● **TEXT BLOCK**:
---*---

Cecily Campbell is from Santa Fe, New Mexico. Now a New York City based dance artist and teacher, she received a BFA in Dance from New York University’s Tisch School of the Arts, danced with Shen Wei Dance Arts from 2008-2013, and joined the Trisha Brown Dance Company in 2012, where she is currently the Rehearsal Director. She has taught and re-staged Trisha Brown’s work all over the world, performed with The Merce Cunningham Trust, and with Annie-B Parson at the Metropolitan Opera and Storm King Art Center.  She is delighted to share in this work with you.

Jennifer Payán (Dancer) is a first generation Dominican American, New York City based movement artist. She received her BFA in Dance from Mason Gross School of the Arts at Rutgers University. Since graduating, she has performed with Punch Drunk’s SleepNoMore, Pam Tanowitz Dance, Company SBB, Netta Yerushalmy, Jasmin Hearn Collaborates, among others. Beyond the stage, she has been featured in film and performance projects choreographed by Yara Travieso, Warren Adams, Amy Gardner, Bobbi Jene Smith, Solange Knowles, Marla Phelan, among others. Jennifer currently performs with the Trisha Brown Dance Company and is in her 4th year with the company.

---*---

● **WHAT YOU NEED TO DO**:
[A] In the dancer biographies, what role does Cecily Campbell currently hold at the Trisha Brown Dance Company?
[B] Resume the dancer biographies after their final sentence.
The entries placed after the dancer biographies are separate material.

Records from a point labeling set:
---*---

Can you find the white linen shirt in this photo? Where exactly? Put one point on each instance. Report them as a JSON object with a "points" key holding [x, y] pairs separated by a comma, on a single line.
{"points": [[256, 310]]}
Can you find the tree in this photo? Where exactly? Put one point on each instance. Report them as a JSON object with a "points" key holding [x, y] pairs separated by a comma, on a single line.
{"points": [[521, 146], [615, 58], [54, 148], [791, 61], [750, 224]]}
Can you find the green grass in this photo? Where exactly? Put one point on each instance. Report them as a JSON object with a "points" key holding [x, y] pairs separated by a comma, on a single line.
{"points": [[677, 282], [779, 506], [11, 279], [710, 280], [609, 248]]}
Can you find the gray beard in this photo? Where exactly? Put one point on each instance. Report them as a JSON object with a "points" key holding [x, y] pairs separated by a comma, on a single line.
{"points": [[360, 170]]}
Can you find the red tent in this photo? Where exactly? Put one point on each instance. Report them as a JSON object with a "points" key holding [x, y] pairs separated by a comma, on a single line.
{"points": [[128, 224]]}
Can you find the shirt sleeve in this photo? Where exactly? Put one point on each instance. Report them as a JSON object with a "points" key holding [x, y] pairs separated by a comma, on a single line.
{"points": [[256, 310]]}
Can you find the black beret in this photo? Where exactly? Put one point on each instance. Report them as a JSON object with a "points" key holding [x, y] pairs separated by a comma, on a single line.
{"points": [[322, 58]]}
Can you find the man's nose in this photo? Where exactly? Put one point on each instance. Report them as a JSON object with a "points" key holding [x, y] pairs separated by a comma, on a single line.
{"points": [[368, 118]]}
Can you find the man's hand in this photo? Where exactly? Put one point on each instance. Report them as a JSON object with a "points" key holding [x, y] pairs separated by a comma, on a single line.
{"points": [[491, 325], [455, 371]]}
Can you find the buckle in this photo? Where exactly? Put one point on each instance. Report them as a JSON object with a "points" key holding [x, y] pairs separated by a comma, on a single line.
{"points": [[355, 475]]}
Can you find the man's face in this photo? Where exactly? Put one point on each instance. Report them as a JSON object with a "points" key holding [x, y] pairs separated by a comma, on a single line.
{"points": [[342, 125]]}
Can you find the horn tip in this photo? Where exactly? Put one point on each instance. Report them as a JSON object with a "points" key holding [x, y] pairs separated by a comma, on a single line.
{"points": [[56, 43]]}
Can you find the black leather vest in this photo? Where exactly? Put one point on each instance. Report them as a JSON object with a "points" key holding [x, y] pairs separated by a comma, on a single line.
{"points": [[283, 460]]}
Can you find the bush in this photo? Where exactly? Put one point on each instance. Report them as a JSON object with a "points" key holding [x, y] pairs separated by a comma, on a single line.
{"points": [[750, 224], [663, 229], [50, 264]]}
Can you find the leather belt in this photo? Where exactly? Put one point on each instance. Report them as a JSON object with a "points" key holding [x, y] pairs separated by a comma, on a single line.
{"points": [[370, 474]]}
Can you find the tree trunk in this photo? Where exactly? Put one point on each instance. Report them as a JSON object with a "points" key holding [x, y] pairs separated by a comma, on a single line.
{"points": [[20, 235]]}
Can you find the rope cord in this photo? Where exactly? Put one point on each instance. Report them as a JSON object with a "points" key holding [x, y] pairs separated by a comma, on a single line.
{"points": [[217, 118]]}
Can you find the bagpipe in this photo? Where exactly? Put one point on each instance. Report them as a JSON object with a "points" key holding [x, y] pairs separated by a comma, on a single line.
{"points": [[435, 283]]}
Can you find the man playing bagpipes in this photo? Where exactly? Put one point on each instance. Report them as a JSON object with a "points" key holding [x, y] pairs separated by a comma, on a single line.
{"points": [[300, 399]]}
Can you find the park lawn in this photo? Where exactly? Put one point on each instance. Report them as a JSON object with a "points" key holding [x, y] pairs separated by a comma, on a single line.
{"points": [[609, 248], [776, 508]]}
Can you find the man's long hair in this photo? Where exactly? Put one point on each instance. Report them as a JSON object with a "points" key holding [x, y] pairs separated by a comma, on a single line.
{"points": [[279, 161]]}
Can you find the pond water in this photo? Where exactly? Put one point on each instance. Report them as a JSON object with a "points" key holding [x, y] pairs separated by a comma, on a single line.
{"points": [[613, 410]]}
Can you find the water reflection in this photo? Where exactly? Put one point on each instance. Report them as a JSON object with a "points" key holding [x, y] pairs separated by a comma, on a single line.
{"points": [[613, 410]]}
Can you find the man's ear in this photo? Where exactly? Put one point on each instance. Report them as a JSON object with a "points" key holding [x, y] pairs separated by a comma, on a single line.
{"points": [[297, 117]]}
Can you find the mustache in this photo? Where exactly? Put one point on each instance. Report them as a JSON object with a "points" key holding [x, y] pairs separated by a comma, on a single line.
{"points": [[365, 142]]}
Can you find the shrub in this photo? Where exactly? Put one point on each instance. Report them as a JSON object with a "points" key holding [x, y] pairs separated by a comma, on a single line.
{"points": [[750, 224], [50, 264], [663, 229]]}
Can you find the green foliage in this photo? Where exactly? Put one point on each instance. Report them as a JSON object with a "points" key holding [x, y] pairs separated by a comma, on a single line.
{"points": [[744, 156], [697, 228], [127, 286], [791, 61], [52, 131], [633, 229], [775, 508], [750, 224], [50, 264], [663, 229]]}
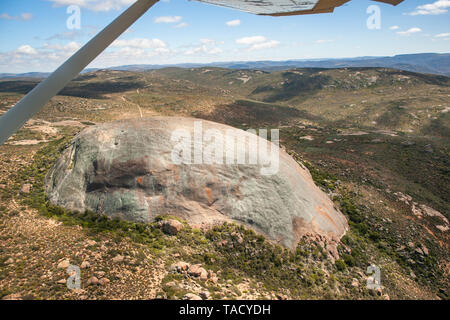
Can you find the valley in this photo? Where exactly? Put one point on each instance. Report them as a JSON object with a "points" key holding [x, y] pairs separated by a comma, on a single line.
{"points": [[376, 140]]}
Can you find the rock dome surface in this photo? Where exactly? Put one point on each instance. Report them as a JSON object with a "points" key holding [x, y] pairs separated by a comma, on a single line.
{"points": [[126, 169]]}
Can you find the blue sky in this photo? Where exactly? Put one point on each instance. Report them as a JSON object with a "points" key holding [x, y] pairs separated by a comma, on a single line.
{"points": [[34, 34]]}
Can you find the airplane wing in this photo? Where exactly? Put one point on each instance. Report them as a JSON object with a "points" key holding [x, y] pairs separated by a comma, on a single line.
{"points": [[12, 120], [286, 7]]}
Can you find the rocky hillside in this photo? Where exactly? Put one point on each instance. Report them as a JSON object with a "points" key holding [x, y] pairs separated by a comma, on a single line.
{"points": [[375, 140]]}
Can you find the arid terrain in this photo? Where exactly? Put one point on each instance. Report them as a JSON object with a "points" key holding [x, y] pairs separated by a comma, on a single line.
{"points": [[375, 140]]}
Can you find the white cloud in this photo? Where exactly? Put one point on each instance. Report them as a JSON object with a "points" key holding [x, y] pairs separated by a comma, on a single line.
{"points": [[26, 16], [181, 25], [233, 23], [206, 47], [95, 5], [139, 43], [409, 31], [257, 43], [442, 35], [435, 8], [323, 41], [168, 19], [251, 40], [23, 16], [26, 49]]}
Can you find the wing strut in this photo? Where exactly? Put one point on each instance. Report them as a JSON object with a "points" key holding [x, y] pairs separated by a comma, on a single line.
{"points": [[12, 120]]}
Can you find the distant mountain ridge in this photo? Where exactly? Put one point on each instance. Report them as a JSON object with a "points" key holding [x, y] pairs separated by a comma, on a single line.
{"points": [[433, 63]]}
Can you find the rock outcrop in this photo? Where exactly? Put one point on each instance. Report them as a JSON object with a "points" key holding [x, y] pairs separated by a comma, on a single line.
{"points": [[126, 169]]}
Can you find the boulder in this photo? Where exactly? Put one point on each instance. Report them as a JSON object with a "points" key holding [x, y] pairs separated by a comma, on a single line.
{"points": [[126, 169], [171, 227], [180, 266], [26, 188], [196, 270]]}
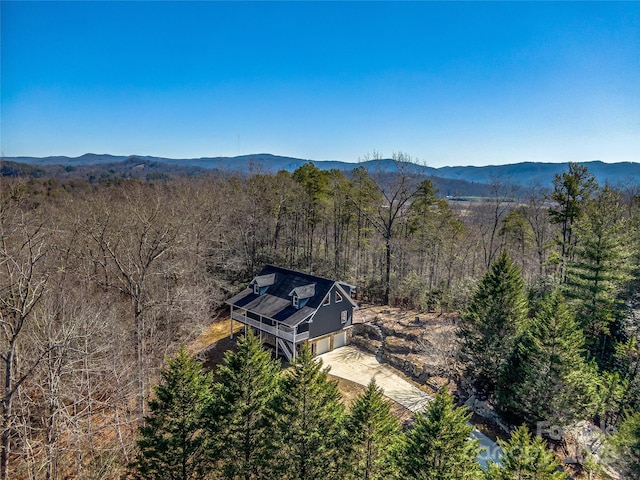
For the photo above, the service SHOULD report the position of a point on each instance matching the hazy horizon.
(449, 83)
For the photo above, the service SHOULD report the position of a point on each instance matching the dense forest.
(102, 281)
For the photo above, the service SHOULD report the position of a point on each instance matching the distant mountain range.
(522, 174)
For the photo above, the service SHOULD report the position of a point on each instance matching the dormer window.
(262, 283)
(301, 295)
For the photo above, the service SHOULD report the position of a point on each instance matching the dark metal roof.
(276, 302)
(265, 280)
(306, 291)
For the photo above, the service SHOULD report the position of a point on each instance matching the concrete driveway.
(360, 367)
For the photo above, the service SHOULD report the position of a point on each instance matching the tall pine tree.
(241, 420)
(374, 435)
(172, 443)
(525, 458)
(438, 446)
(571, 191)
(538, 381)
(626, 445)
(600, 269)
(311, 423)
(489, 326)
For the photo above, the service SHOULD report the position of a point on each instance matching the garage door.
(340, 340)
(323, 346)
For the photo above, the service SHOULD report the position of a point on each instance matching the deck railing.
(279, 332)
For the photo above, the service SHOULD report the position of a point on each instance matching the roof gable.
(276, 303)
(306, 291)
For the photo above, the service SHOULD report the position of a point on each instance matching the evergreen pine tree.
(525, 458)
(311, 422)
(571, 191)
(600, 269)
(241, 420)
(496, 315)
(438, 446)
(373, 435)
(626, 445)
(537, 382)
(172, 444)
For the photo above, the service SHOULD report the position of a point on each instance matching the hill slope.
(526, 173)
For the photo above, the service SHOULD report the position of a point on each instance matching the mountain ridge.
(522, 173)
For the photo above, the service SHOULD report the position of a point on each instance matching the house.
(287, 308)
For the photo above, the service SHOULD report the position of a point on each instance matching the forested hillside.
(101, 282)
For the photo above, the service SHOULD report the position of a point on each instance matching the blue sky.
(452, 83)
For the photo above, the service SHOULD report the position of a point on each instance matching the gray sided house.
(288, 309)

---*---

● **RESPONSES BY TASK**:
[A] She is the company's Rehearsal Director.

[B]
Sienna Blaw is a queer dance artist from Austin, TX. Since graduating from SUNY Purchase in 2017 Sienna has performed the works of Pam Tanowitz Dance, Merce Cunningham, Doug Varone, and Hannah Garner’s 2nd Best Dance Company, and they have performed Contact Improvisation scores at MoMa and Park Avenue Armory. Sienna is a co-founder of A-Y/dancers, and a collaborator with Indah Walsh, POGO Dance Projects, and Julia Antinozzi. Sienna is a Dance Church instructor, and they are also an authorized teacher of Cunningham Technique™️ through the Merce Cunningham Trust. They most recently performed at The Shed in Luna Luna: A Forgotten Fantasy, and in Punchdrunk’s NYC production of Sleep No More.

Morgan Amirah Burns, a native Atlantan is an artist fixated on her Creator. Devsing works in performance, design, cinema, and whatever else it is that must be used to shed light, Morgan Amirah isn’t interested in cannon. Earning a BFA from New York University Tisch School of the Arts (2020) with a certificate of completion from the Salzburg Experimental Academy of Dance, her recent work includes  “reprogram”  in collaboration with pop musician Kilo Kish and has performed work by Rashaun + SIlas, Pam Tanowitz and more. She is the Inaugural Recipient of the Merce Cunningham Trust’s Barbara Ensley Award.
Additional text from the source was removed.